Supplied material:

-- Opening Marker --

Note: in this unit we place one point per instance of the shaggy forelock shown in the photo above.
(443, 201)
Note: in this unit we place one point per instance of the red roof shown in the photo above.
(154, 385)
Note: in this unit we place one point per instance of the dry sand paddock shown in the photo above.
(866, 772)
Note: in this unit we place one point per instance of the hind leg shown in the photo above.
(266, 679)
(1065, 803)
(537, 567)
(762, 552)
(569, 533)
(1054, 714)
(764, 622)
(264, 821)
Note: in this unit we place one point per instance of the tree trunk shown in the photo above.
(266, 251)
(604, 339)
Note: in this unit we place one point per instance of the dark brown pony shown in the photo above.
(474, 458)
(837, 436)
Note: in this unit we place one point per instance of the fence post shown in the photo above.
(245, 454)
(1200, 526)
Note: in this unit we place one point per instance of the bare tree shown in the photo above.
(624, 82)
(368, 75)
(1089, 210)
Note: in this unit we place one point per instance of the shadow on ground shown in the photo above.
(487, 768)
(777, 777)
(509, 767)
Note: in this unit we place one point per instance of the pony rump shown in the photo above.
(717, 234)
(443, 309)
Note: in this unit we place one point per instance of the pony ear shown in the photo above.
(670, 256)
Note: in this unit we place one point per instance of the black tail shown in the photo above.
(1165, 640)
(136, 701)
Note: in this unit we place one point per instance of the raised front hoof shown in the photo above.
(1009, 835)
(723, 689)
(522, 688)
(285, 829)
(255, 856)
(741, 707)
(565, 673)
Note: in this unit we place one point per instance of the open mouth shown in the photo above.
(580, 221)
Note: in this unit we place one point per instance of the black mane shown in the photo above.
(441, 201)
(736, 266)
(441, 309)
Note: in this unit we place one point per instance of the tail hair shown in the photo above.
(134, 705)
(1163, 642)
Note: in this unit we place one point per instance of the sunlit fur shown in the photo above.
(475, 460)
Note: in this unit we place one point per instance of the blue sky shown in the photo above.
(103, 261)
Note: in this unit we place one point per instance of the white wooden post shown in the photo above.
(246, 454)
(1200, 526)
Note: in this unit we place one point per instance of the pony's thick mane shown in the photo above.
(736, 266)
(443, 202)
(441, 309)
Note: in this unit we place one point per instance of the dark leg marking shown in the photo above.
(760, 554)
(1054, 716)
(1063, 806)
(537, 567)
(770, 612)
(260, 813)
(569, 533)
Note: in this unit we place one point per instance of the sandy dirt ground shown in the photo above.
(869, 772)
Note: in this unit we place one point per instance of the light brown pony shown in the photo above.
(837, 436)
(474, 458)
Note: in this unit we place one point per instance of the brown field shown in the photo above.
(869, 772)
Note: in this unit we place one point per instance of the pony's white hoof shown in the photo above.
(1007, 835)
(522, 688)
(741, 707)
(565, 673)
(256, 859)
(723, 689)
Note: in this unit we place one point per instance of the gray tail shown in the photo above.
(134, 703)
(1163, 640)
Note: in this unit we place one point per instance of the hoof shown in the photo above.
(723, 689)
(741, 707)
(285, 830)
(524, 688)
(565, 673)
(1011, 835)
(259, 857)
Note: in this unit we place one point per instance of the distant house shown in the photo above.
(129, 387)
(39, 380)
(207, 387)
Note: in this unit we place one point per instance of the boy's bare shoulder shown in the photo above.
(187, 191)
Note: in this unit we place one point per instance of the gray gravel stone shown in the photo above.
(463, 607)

-- Closing Marker --

Task item: Every entry above should come back exactly as written.

Completed exercise:
Note: in this unit we place one point per instance of the shaggy forelock shown in the photo above.
(443, 201)
Note: in this unit we place one point per instance of the red roof shown in the photo above.
(154, 385)
Note: in this unit we place one point per instance of the dry sand paddock shown in the photo above.
(866, 772)
Note: in this unit we place one point per instance of the hind leg shown in the photo above.
(266, 679)
(1065, 803)
(537, 567)
(762, 552)
(569, 533)
(1054, 714)
(764, 622)
(264, 821)
Note: in this unit we place one point per instance of the tree trunk shown in the photo above.
(266, 251)
(604, 339)
Note: in this unit we place one point per instance of the dark brown pony shown in the photo above.
(474, 458)
(837, 436)
Note: in this unit we place one point per instance of the fence post shown in the photo above.
(245, 454)
(1200, 526)
Note: in this unit we place one point per instance of the bare tree shown in the photo above.
(624, 82)
(368, 75)
(1089, 210)
Note: in this unit we place one point per instance of the shadow on ground shown in the photo above.
(487, 768)
(777, 777)
(509, 767)
Note: in this unit we place one point per instance of the pony rump shown in the photo above.
(717, 234)
(443, 309)
Note: in this unit we place one point per instance of the pony ear shown in the photo above.
(670, 256)
Note: in this unit we place one point per instance of the black tail shown in the photo above.
(1165, 640)
(136, 701)
Note: in this unit we place one point per instance of the raised front hoof shown in the photo above.
(1009, 835)
(723, 689)
(522, 688)
(285, 829)
(255, 856)
(741, 707)
(565, 673)
Note: in this unit we place one point per instance of the open mouth shown in the photo above.
(580, 221)
Note: in this unit we place one point per instance of the black mane shown in the photo above.
(441, 201)
(736, 266)
(441, 309)
Note: in this unit we place one point per instance of the tail hair shown in the photo above.
(134, 705)
(1163, 642)
Note: in this unit we place one point per instance of the sunlit fur shown in the photo above.
(475, 460)
Note: in this unit we place one point per instance of the blue sky shown in the photo above.
(103, 261)
Note: in this unit we place one point per instance of the white wooden post shown in the photo above.
(246, 454)
(1200, 526)
Note: in this unit we place one point per instance of the pony's thick mane shown in the photo above.
(736, 266)
(443, 202)
(441, 309)
Note: in this unit we place one point per instance of the dark leg marking shown in the photo above.
(760, 554)
(1054, 716)
(1063, 806)
(537, 567)
(770, 612)
(260, 813)
(569, 533)
Note: in this unit we place one point per instance of the sandy dirt ground shown in the photo above.
(869, 772)
Note: in this unit we place one point per instance of the light brown pony shown in the photo above.
(837, 436)
(474, 458)
Note: in this unit we place one point per instance of the brown field shown in the photo above.
(869, 772)
Note: in this unit we place one point per instance of the pony's white hoof shown in the photo above.
(1007, 835)
(522, 688)
(741, 707)
(565, 673)
(256, 859)
(723, 689)
Note: in this unit we place one point per instance of the gray tail shown in the photo above.
(134, 703)
(1163, 640)
Note: in this unit we place one point per instance of the hoof shown in the photo above.
(723, 689)
(741, 707)
(285, 830)
(524, 688)
(565, 673)
(1011, 835)
(259, 857)
Note: in this unit we place one point per instance of the distant house shown in the photo above.
(129, 387)
(39, 380)
(207, 387)
Note: in this unit we place one point per instance of the boy's bare shoulder shown in the photo above.
(187, 191)
Note: in this unit we place one point per instance of the gray gravel stone shown in the photo above.
(463, 607)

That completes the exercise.